**SELECTED EXCERPT:**
Dr. Shuting Hu, Cosmetic Scientist
Dr. Hu is passionate about clean skincare — but emphasizes that clean doesn’t always mean natural. “Plenty of natural ingredients are irritating, and not all natural materials are made equally,” she says. “Some high quality synthesized ingredients are also clean, like vitamin C.”
In her work with Acaderma, Dr. Hu defines “clean” as any ingredient that minimizes irritation to the skin while maintaining efficacy. Her favorite? “Seh-Haw EXTM,” a brand-exclusive form of African kinkeliba extract that moisturizes dehydrated skin and boosts the barrier. “We spent two years optimizing the extraction and purification process of Seh-Haw EXTM to make sure no organic solvents were used in the whole process, and that there were no causes of pollution to the environment,” she says.
Angela Caglia, Celebrity Aesthetician & Brand Founder
“Through a process of trial and error in my treatment room, I’ve discovered which ingredients work and which ingredients make skin more susceptible to external aging factors,” Caglia says. (Considering her clients include age-defying celebs like Helena Christensen, I totally trust her.)
“One ingredient, in particular, that I’ve discovered helps with maintaining homeostasis is the organically-grown Limnanthes alba flower, indigenous to the Pacific Northwest, from which meadowfoam seed oil is derived through a unique cold pressing process,” she shares. “The reason why I love it is that it’s similar in molecular structure to our own sebum, which means it’s able to deeply penetrate the skin’s surface to deliver high levels of essential fatty acids and antioxidants where they’re needed most.” It can be found throughout the aesthetician’s namesake skincare line.
Athena Hewett, Aesthetician & Brand Founder
“Like much of the population, I have sensitive skin,” Athena Hewett, an aesthetician and founder of skincare brand Monastery, tells The Zoe Report. When she discovered that even hypoallergenic ingredients were irritating her skin, she decided to launch her own company — where she’s redefined “non-toxic” as “100 percent natural.”

**SOURCE MATERIAL:**
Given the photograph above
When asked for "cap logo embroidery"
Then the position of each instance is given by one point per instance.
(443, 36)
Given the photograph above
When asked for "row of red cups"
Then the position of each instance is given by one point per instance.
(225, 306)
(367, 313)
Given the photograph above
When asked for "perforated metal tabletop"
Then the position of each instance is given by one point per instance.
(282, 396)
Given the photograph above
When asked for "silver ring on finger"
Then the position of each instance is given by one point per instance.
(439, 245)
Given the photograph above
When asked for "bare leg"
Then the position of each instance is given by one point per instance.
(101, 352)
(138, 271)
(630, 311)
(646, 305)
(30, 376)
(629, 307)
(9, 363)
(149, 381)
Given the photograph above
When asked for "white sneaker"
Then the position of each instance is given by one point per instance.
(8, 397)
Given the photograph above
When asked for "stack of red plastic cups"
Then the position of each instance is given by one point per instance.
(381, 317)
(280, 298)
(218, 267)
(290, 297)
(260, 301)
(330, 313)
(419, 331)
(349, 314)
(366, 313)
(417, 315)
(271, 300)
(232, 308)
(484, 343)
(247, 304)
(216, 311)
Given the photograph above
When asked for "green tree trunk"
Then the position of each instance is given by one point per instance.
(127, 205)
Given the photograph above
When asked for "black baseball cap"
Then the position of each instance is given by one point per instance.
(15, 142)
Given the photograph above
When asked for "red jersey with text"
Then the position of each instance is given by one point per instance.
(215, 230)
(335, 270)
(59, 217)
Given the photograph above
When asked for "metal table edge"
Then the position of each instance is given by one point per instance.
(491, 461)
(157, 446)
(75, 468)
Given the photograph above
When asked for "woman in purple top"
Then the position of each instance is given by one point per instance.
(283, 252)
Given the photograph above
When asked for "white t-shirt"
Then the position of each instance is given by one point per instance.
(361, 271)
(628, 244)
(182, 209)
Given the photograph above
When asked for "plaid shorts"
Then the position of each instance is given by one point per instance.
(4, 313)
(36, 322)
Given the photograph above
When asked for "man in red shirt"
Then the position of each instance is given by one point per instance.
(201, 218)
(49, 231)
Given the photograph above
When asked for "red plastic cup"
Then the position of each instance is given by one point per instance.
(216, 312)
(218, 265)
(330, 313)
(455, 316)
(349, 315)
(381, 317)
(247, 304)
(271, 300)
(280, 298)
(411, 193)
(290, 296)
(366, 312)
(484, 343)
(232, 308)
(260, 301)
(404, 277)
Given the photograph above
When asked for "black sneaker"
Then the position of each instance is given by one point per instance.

**PROBLEM REQUIREMENTS:**
Resume the text on clean skincare ingredients after its final sentence and keep going in the same voice. The listing was drawn from a separate source and has no connection to the skincare text.

**REPLY TO THE EXERCISE:**
“Take propylene glycol, for example — this chemical is used to make polyester, is considered non-toxic, and is found in nearly all of the skincare products out today,” she says. “I am highly allergic to this ingredient as are many of my clients, but most of them have no idea that this is what has been wrong with their skin. When someone lays on my table and I notice dermatitis, I can almost guarantee that they are putting propylene glycol on their skin in some form or another. Sadly, this ingredient is just one of many.” Hewett now looks to naturals for safe — and sensitivity-friendly — skincare solutions. “I love watching what raspberry seed oil does to the skin,” she says. “It makes up our Gold Oil, and it immediately soothes and reduces redness.”
Sarah Akram, Aesthetician
“I am a believer in integrative skincare, meaning just like what you put inside of your body, what you put on its surface can make a big difference in how you look and feel,” Sarah Akram, a Washington D.C.-based aesthetician and the founder of her namesake skincare boutique, tells TZR. “Just like you’d drink a cold pressed juice for optimum nutrient intake, you should take a similar approach to your skincare routine and overall skin health.”
She suggests looking for products packed with pure, natural ingredients (i.e., not “naturally-derived” — which is basically a synonym for “synthetic”). The facialists’ top pick? The Antioxidant Defence Creme by Environ. “This moisturizer is loaded with antioxidants like vitamin C and E to strengthen skin cells and fight free radicals,” Akram says. “Antioxidants are so important in the fight against premature aging, they actually work with your SPF to protect and correct the effects of harmful UV rays.” And, of course, they’re abundant in nature.